START Records provided
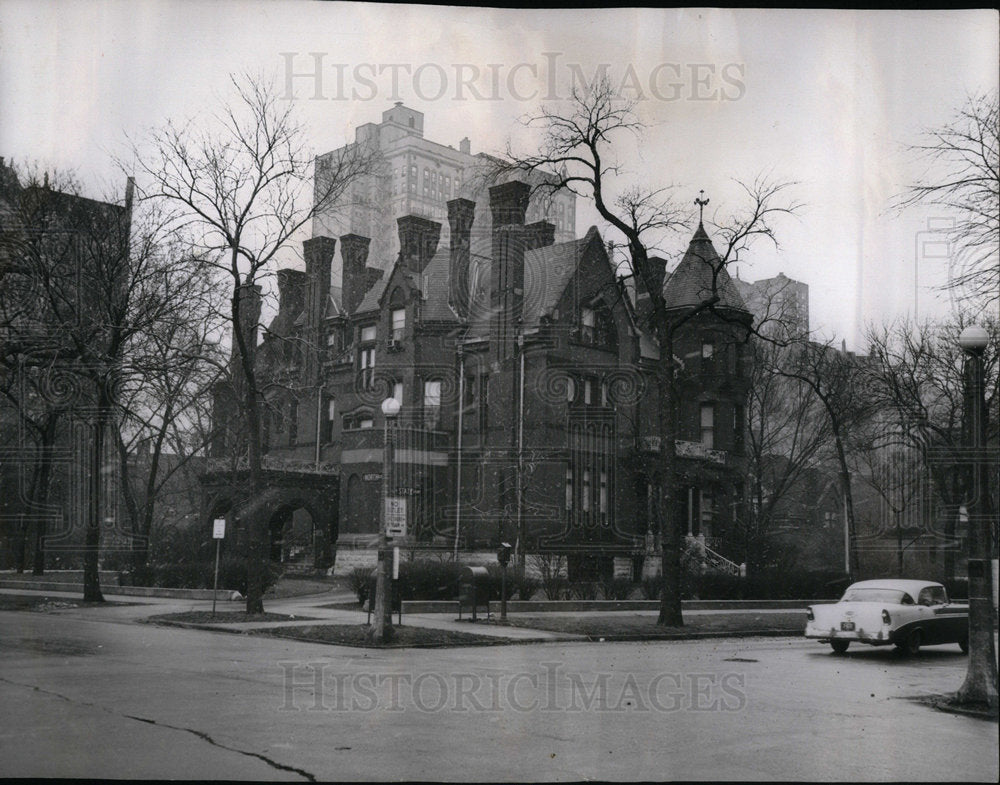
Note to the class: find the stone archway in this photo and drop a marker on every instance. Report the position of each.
(274, 503)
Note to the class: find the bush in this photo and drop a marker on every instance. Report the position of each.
(616, 588)
(428, 580)
(652, 587)
(200, 575)
(583, 590)
(358, 581)
(527, 586)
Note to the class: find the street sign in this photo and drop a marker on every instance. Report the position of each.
(395, 517)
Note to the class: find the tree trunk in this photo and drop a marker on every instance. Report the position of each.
(92, 537)
(670, 548)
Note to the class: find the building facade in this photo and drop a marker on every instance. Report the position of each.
(526, 385)
(417, 177)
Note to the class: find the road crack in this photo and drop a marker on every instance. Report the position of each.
(200, 734)
(205, 737)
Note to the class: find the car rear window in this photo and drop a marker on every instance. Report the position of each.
(894, 596)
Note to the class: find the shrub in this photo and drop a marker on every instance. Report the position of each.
(527, 586)
(583, 590)
(616, 588)
(652, 587)
(358, 581)
(428, 580)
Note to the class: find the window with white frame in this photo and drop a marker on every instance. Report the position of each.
(432, 403)
(587, 321)
(398, 323)
(331, 413)
(367, 367)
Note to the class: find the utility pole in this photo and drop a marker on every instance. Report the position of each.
(382, 630)
(980, 686)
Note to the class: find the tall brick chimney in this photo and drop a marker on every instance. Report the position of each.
(418, 240)
(461, 213)
(508, 205)
(354, 252)
(657, 268)
(318, 252)
(540, 234)
(291, 294)
(249, 298)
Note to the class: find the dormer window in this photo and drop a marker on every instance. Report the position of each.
(398, 323)
(588, 320)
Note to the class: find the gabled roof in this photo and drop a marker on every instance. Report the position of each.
(547, 273)
(692, 282)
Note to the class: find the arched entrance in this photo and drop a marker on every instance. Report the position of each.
(299, 509)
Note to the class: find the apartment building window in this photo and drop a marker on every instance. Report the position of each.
(367, 367)
(326, 431)
(432, 403)
(398, 323)
(708, 425)
(293, 422)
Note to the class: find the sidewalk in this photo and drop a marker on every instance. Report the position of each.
(522, 628)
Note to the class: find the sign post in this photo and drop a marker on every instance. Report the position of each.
(218, 533)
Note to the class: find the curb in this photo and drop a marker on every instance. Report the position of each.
(502, 641)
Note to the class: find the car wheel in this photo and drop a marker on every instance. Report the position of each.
(912, 644)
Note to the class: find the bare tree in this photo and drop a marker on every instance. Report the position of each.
(788, 435)
(577, 153)
(916, 379)
(240, 186)
(963, 176)
(838, 379)
(95, 272)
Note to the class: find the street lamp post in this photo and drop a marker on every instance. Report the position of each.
(383, 608)
(980, 686)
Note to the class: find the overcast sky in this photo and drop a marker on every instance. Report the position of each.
(829, 99)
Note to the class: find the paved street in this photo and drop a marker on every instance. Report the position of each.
(91, 693)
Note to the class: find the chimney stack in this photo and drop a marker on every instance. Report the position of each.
(508, 205)
(418, 241)
(318, 252)
(291, 293)
(461, 213)
(354, 252)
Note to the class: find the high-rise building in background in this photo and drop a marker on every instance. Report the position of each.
(417, 177)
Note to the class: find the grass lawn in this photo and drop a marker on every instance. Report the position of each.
(611, 627)
(14, 602)
(403, 637)
(224, 617)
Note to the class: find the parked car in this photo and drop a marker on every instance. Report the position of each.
(906, 613)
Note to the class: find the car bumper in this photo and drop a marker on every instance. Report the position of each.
(878, 637)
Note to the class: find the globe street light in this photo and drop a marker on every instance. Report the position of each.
(980, 686)
(383, 621)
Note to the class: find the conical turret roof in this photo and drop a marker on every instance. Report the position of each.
(699, 276)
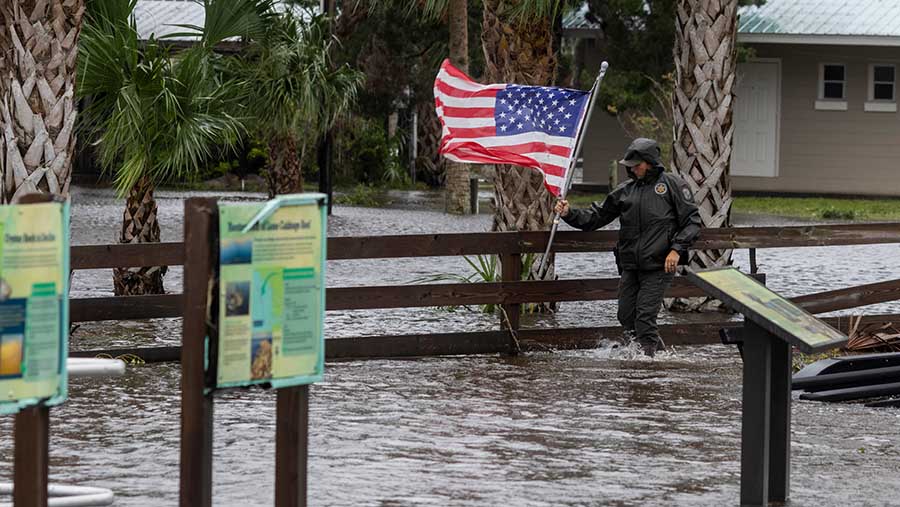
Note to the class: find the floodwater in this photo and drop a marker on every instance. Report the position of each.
(590, 427)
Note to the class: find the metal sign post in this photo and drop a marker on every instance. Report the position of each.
(772, 325)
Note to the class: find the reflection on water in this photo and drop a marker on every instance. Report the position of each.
(594, 427)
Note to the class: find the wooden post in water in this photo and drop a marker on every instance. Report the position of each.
(200, 221)
(32, 444)
(511, 271)
(291, 446)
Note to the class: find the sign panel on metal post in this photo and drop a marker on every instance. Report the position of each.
(34, 321)
(769, 310)
(271, 292)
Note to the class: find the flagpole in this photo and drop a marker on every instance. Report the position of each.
(571, 170)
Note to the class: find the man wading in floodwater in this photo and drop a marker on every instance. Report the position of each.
(658, 222)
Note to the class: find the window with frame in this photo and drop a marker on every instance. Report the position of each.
(882, 78)
(833, 81)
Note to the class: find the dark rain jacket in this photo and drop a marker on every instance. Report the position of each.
(656, 214)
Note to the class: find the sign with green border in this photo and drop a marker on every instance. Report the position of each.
(767, 309)
(34, 305)
(271, 292)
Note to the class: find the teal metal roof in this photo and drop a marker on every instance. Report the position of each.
(880, 18)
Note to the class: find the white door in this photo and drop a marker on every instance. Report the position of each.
(756, 120)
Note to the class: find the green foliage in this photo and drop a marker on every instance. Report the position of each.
(485, 268)
(290, 86)
(362, 195)
(154, 114)
(364, 153)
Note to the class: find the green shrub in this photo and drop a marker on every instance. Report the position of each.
(363, 153)
(362, 195)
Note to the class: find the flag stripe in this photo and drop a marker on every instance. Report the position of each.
(468, 123)
(465, 102)
(478, 127)
(468, 112)
(470, 91)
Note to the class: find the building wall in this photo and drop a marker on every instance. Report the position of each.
(831, 152)
(852, 152)
(604, 139)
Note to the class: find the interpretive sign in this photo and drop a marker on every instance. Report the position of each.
(768, 310)
(34, 321)
(271, 292)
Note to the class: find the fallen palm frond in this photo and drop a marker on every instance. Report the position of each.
(877, 337)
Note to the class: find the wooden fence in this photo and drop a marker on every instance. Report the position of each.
(511, 292)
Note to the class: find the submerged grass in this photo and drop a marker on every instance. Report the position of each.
(485, 268)
(811, 208)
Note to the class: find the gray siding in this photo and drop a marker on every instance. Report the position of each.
(604, 139)
(837, 152)
(820, 152)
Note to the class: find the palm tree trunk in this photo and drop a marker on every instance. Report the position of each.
(428, 158)
(139, 225)
(705, 65)
(283, 175)
(521, 55)
(457, 184)
(38, 47)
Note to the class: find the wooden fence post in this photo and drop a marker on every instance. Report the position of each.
(32, 443)
(200, 222)
(511, 271)
(291, 446)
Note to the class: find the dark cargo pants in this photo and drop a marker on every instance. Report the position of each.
(640, 296)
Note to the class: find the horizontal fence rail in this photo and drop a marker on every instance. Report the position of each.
(488, 342)
(510, 292)
(486, 243)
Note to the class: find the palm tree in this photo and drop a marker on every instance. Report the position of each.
(38, 45)
(517, 36)
(156, 116)
(705, 66)
(293, 92)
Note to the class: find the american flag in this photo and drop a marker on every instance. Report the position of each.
(528, 126)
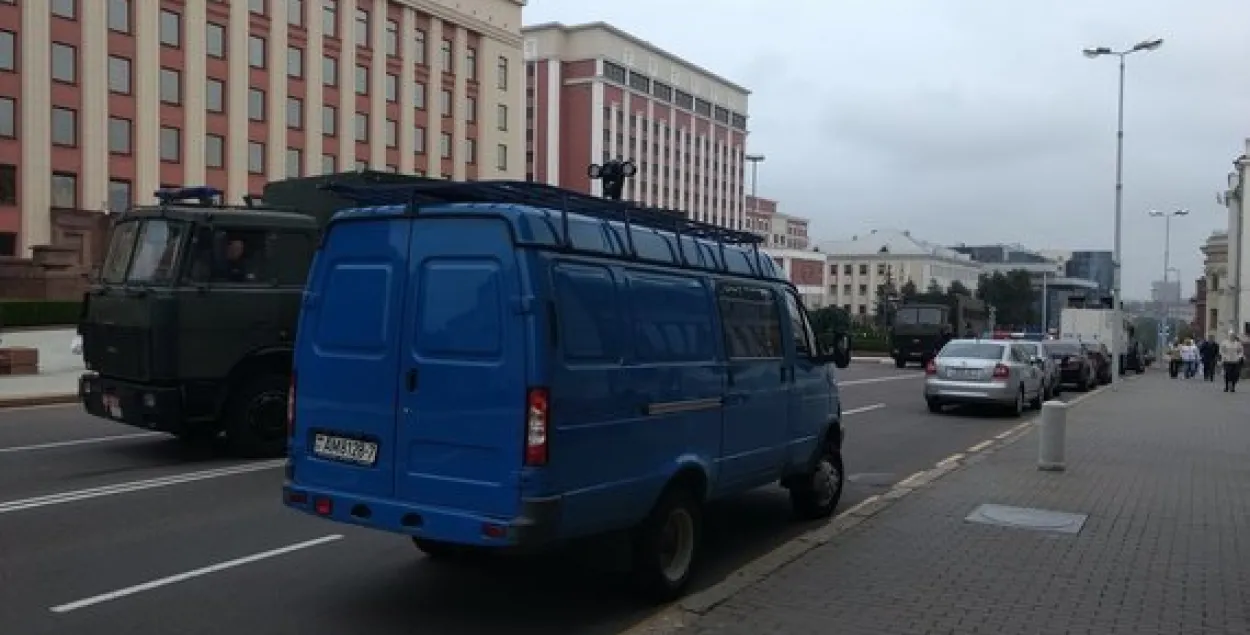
END Records provided
- **Assignment**:
Please give back the data above word for word, with no pictures included.

- **Your response**:
Note to the class: find the stone archway in this photo and drop a marker on every instance. Report the position of each.
(274, 503)
Note to the class: find the bush in this photo and drop a marker on every instance. Report the position of each.
(616, 588)
(428, 580)
(652, 587)
(200, 575)
(583, 590)
(358, 581)
(527, 586)
Note to the class: find the street sign in this photo and drop a marker on every instance. Report the position of each.
(395, 517)
Note to the class: find the tree trunk in this photo and drop a marker on every instance. Report the position of each.
(92, 537)
(670, 548)
Note to the class: find the building facade in this photo and drop a marker on every instance. Report the position of each.
(526, 385)
(417, 177)
Note to the class: find the road crack in this photo and drop a marker on every instance. Report the position of each.
(200, 734)
(205, 737)
Note to the class: find the car rear window in this photo and drop a marker on every instance. Report the position of each.
(894, 596)
Note to the class: find the shrub in this photo and drop a marker on every instance. Report the position of each.
(527, 586)
(583, 590)
(616, 588)
(652, 587)
(358, 581)
(428, 580)
Note to the class: find the window with white frame in this photo and drop a marker on every instance. Report the position of each.
(432, 403)
(587, 321)
(398, 323)
(331, 413)
(367, 367)
Note to the class: find the utility pole in this photo and drop a marker on every instance. Report the position of each.
(382, 630)
(980, 686)
Note to the class: find the tall brick chimney in this photo and drop a marker on every instance. Report the position of each.
(418, 240)
(461, 213)
(508, 205)
(354, 252)
(657, 268)
(318, 252)
(540, 234)
(291, 294)
(249, 298)
Note to the class: find the dormer window in this photo and drop a marker on every instance. Report the position of each.
(398, 323)
(588, 320)
Note to the class: find the gabled roof in this photo and drop a marker on every instance. Report the position of each.
(547, 273)
(692, 282)
Note to the class: find the arched entrance in this photo and drop a marker on every instance. Report the position of each.
(299, 509)
Note to the class: find the apartment building window in this photo and drop a marker on every instance. Report the position of each.
(367, 367)
(326, 431)
(432, 403)
(398, 323)
(708, 425)
(293, 422)
Note to the class: find the sidewalk in this photo and drop a marker on every instance. Report the position of each.
(522, 628)
Note to the class: find the sign post in this photo and drop a marker on every instance. Report the position of each.
(218, 533)
Note to the class: find the curb in this photo and drop a marker on every instance. Report the position of each.
(502, 641)
Note to the class: find the car wheel in this photo and drop a marker on every instance. Report the position of each.
(912, 644)
Note to the class: find the bare tree in this photo and drop a marker on every instance. Report the position of each.
(788, 435)
(577, 153)
(916, 379)
(240, 186)
(963, 176)
(838, 379)
(95, 272)
Note to the class: find the street lamp post in this photo and drop a marker on every instance. Report the position of each.
(383, 608)
(980, 686)
Note to the class: find the overcast sky in this photo and drop a marker on every instance. Report the position of each.
(829, 99)
Note to the class: find the paved street in this photo and drop a marker on every instance. Report the position of each.
(91, 693)
Note to the class: find the chimney stack in this photo and drop a marker on every instance. Report the position of each.
(508, 205)
(418, 241)
(318, 252)
(291, 293)
(461, 213)
(354, 252)
Note to the class: find the high-rise building in background in this photo and drop a marker on every instance. Report the position of each.
(417, 177)
Note to the class: find the grass lawn in this photo and drop a marker on every instance. Report the position of each.
(611, 627)
(14, 602)
(403, 637)
(224, 617)
Note to the class: find the parked car in this photo and drop a marker on every instance. Report the position of each.
(906, 613)
Note to the class: find the car bumper in this photo and drop a marker on every instance. Report the position of each.
(878, 637)
Note to the class: find the globe street light in this photo and drop a marker on every instance. Report the position of each.
(980, 686)
(383, 621)
Note to the class: find the conical turret roof in this photo and drop a marker on every instance. Report the position of each.
(699, 276)
Note to the class: find the floodwater in this photo and drop a marker on every instance. Report the position of each.
(590, 427)
Note to the class: find the metal sign post in this photo and drop a marker on every instance. Report the position of each.
(772, 325)
Note to the class: find the reflection on water in this photo and drop a marker on every instance. Report the position of each.
(594, 427)
Note to the class: find the wooden post in water in this photo and drop a marker on every instance. Report the position of each.
(200, 221)
(32, 444)
(511, 271)
(291, 446)
Note to the class: find the sign panel on metal post in this photo and drop a marker on every instance. Report the position of each.
(34, 321)
(769, 310)
(271, 292)
Note to the class: find the flagpole in this photo and drop a marker on every instance. Report the position of each.
(571, 170)
Note to the class: find the man wading in floodwater in this photo and drop a marker on every instance. Report the position of each.
(658, 222)
Note to the class: find the window with frame in this photo and drop a marker on every instance. Report the position of each.
(882, 78)
(833, 81)
Note to the class: find the dark rain jacket in this photo and drop a marker on every instance. Report the position of each.
(656, 214)
Note to the class: find the sign with green border in this photo and drop a marker on every instance. Report the position of each.
(767, 309)
(34, 305)
(271, 292)
Note to the class: find the teal metal roof in this photo and drop a marker on every instance. Report the position of each.
(880, 18)
Note to the class: find the white door in this photo and drop a marker on every instance. Report the position of each.
(756, 120)
Note to the class: find the green foliage in this photo and drop a marker on every instance. Report the position of each.
(485, 268)
(290, 86)
(362, 195)
(154, 114)
(364, 153)
Note to the class: find the green shrub in this photo and drop a marker on every instance. Report the position of each.
(363, 153)
(362, 195)
Note to the class: find the flag stripe in this photo and drop a marker on every instance. Report the position of each.
(468, 123)
(465, 102)
(478, 127)
(468, 112)
(470, 91)
Note to the class: find the building wall in this photo and drop a marker on every instance. Report the position of each.
(831, 152)
(852, 152)
(604, 139)
Note to the class: find the interpretive sign in this photo and drop a marker on every instance. Report the position of each.
(768, 310)
(34, 321)
(271, 292)
Note to the class: find the fallen palm frond in this photo and drop a marker on every instance. Report the position of each.
(877, 337)
Note to the class: find the wooden fence in this photo and drop a marker on every instance. Report the position of each.
(511, 292)
Note to the class: find the submerged grass in this photo and drop a marker on every instance. Report the position of each.
(485, 268)
(811, 208)
Note to the class: find the gray siding in this photo and drop a marker on every instance. Report the position of each.
(604, 139)
(837, 152)
(820, 152)
Note to the class: find the palm tree trunk in this photo and drop a marker on every instance. Report the position of each.
(428, 158)
(139, 225)
(705, 65)
(283, 175)
(521, 55)
(457, 184)
(38, 47)
Note to the class: find the wooden fence post in this photo and drop a marker on every instance. Report the position of each.
(32, 443)
(200, 222)
(511, 271)
(291, 446)
Note to the class: find the dark cargo pants in this photo and drop a marker on every instance. Report the position of each.
(640, 296)
Note to the class: find the horizontal fence rail in this photo and drop a marker on every instance. Report the position of each.
(488, 342)
(510, 292)
(486, 243)
Note to the class: find the palm tree in this photo and drop a marker on every instance. Report the position of each.
(38, 45)
(517, 36)
(156, 116)
(705, 66)
(293, 92)
Note to the class: find the american flag in this photo and drop a marker on every instance. Report the position of each.
(528, 126)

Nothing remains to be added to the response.